• **DIRECTIVE**
Reproduce the lines below word for word, beginning at the line that contains "Target: person standing on road" and stopping after the line that contains "x=367 y=219". Copy only those lines.

• **DATA TO PROCESS**
=======

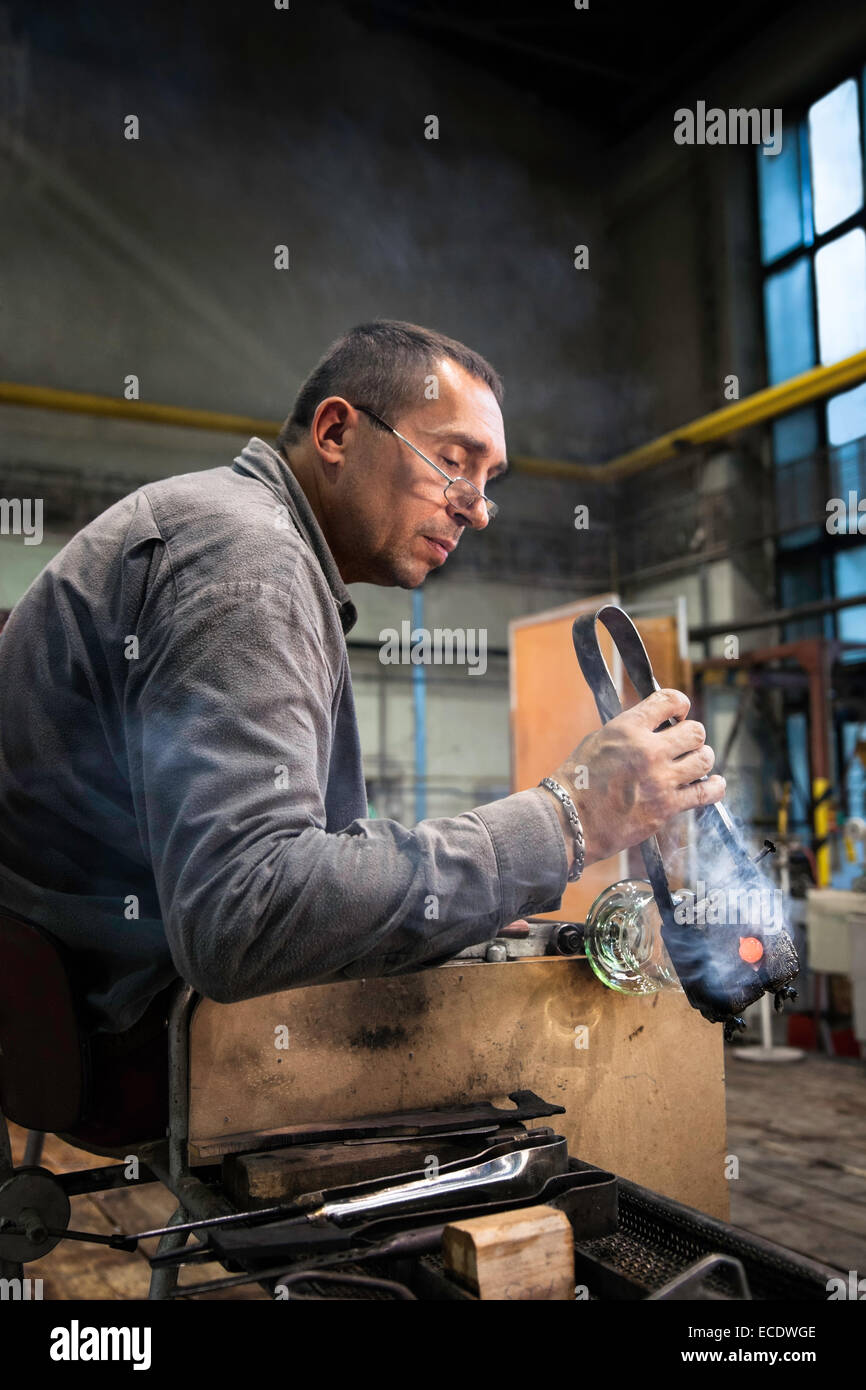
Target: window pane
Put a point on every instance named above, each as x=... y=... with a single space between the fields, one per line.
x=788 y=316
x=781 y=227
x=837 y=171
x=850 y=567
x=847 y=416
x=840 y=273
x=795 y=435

=======

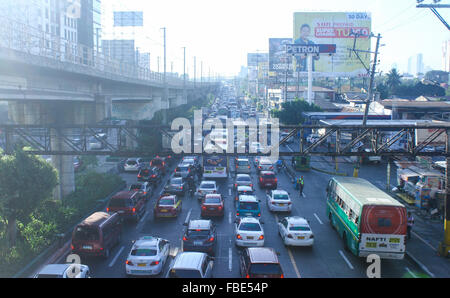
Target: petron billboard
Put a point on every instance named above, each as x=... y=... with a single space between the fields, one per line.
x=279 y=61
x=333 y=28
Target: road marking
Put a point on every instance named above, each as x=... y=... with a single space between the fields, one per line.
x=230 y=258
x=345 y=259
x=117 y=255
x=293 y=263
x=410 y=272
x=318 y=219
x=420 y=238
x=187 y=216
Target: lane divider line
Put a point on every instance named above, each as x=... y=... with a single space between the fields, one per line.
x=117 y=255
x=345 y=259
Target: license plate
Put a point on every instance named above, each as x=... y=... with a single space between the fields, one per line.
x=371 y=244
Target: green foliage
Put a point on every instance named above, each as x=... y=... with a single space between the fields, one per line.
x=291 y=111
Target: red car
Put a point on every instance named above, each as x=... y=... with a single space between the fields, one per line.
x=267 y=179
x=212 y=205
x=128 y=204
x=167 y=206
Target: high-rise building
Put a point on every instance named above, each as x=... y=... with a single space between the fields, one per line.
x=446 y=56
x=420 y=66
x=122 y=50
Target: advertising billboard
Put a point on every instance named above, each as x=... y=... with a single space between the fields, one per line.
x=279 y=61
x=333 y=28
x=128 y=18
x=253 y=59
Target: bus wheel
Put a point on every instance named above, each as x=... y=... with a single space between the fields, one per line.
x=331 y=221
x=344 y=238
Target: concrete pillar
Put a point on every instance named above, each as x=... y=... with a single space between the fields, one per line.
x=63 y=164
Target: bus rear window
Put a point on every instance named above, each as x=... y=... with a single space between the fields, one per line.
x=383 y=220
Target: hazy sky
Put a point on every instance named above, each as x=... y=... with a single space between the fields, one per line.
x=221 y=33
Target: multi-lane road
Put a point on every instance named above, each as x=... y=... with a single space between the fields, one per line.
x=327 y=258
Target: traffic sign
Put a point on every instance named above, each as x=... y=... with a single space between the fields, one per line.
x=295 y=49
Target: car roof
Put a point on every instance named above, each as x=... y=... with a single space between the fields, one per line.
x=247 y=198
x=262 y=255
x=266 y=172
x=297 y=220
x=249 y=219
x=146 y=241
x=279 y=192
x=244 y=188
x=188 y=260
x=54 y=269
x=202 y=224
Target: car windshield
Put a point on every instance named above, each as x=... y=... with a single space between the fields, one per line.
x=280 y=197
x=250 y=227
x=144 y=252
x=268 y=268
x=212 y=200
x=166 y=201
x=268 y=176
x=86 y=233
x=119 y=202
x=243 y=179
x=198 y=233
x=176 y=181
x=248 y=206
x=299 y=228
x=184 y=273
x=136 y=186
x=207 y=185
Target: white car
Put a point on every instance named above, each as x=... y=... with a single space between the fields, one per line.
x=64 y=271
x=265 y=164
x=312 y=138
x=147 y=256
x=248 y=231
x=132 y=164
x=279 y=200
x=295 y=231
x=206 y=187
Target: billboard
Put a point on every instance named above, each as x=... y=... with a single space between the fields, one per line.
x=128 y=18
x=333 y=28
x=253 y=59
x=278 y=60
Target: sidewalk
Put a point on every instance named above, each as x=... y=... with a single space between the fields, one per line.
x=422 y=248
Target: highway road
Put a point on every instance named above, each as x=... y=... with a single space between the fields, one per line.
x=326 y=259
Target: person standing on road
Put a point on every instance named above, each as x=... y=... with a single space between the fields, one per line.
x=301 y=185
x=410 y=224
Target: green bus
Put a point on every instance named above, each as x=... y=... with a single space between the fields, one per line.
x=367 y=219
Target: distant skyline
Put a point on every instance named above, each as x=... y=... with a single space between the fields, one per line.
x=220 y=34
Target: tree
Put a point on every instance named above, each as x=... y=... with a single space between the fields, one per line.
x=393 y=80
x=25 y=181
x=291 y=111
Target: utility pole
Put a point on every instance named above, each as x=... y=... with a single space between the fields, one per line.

=======

• **RESULT FOR THIS EXERCISE**
Target: person standing on road
Put a point on every instance named above, each as x=... y=... with a single space between the fields, one per line.
x=301 y=185
x=410 y=224
Target: green bus
Put a point on every instance named above, each as x=... y=... with a single space between the fields, one per line.
x=367 y=219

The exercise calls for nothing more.